▶ MATERIAL FOR THIS EXERCISE:
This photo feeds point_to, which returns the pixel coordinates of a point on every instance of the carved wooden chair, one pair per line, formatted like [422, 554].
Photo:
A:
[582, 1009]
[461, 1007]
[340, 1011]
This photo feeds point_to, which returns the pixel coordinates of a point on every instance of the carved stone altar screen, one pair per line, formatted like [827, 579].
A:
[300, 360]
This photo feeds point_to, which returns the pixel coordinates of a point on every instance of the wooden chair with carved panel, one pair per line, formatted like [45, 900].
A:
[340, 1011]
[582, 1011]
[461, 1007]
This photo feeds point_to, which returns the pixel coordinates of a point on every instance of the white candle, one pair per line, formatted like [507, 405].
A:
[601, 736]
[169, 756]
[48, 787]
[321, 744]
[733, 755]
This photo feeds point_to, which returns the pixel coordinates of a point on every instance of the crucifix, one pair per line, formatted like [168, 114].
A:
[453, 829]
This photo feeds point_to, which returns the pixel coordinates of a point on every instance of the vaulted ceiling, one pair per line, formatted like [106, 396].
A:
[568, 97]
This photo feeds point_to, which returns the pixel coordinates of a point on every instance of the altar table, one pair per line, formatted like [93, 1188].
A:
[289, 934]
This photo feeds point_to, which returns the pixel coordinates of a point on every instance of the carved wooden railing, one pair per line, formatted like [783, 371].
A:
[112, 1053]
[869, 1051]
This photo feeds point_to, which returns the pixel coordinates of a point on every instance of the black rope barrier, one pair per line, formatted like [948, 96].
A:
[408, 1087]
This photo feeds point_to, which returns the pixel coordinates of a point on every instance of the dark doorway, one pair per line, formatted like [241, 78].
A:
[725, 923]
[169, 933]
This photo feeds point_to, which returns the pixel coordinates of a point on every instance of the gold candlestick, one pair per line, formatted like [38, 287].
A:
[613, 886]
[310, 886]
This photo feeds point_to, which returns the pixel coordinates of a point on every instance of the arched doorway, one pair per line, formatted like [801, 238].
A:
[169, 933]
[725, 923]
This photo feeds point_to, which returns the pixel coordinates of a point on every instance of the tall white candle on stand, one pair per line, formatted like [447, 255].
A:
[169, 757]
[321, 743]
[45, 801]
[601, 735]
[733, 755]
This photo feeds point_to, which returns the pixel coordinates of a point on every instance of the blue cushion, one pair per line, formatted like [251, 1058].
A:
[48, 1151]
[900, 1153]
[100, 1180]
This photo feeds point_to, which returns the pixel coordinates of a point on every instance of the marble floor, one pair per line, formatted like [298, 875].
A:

▶ WRITTEN TASK:
Copy out every line of the data above, unchanged and in the same order.

▶ ANSWER TO THE TASK:
This photo feeds point_to, which returns the pixel coordinates of a point on every instance of the carved wooden chair, one pair per line, formatted like [422, 554].
Photo:
A:
[582, 1009]
[461, 1007]
[340, 1011]
This photo feeds point_to, which returns the pixel coordinates of a point on every instance of the carved stone altar screen, one pair per line, formatted like [827, 579].
A:
[300, 360]
This photo feeds point_to, which returns the pixel coordinates of a point on every instance of the wooden chair with carved panel, one pair per line, formatted like [45, 900].
A:
[340, 1011]
[582, 1011]
[461, 1007]
This photo feeds point_to, which returns the pixel coordinates of a point on every instance of the white candle, one pair per line, formatted like [507, 405].
A:
[601, 736]
[169, 756]
[48, 787]
[321, 744]
[733, 755]
This photo feeds point_to, which returns the pixel coordinates of a point on every instance of the crucifix, one pair per line, formatted like [168, 114].
A:
[453, 829]
This photo feeds point_to, which returns the pixel coordinates of a point on every instance of the vaulted ceiling, one pair per line, formatted like [106, 396].
A:
[568, 97]
This photo feeds point_to, which returns the pixel coordinates of a point on every instance of the altar table, one pair per line, formatted like [93, 1188].
A:
[289, 934]
This photo feeds point_to, which returns the pixel coordinates of a point on every instance of the carved wooden railing, one pair per line, formatted like [783, 371].
A:
[112, 1053]
[869, 1051]
This photo feeds point_to, which returns the pixel coordinates of a point on every instance of the black rope barrier, one pair per line, formatted like [948, 96].
A:
[408, 1087]
This photo feeds point_to, which returns the pixel coordinates of a point on every instance of the dark doorway, one pair per line, formatted like [241, 78].
A:
[725, 923]
[169, 933]
This photo feeds point_to, which returns the pixel coordinates of a point on every instance of the gold candlestick, one pair per line, formatted like [38, 287].
A:
[613, 886]
[310, 886]
This photo feeds point_to, which returns the pixel coordinates of a point on every instance of the arched doorway, one pair per line, formatted like [801, 238].
A:
[169, 933]
[725, 923]
This photo feeds point_to, which returns the pixel coordinates of a point on every instance of the tall white candle on stand, one pair per line, formatted like [447, 255].
A:
[169, 757]
[321, 743]
[45, 801]
[601, 735]
[733, 755]
This photo feeds point_to, which returns the pixel coordinates of a point on every instance of the blue cushion, one pair per line, formatted like [251, 1058].
A:
[48, 1151]
[900, 1153]
[100, 1180]
This photo feeds point_to, which returns the pixel coordinates of a point on every instance of the marble floor, one pair per line, formatted like [298, 875].
A:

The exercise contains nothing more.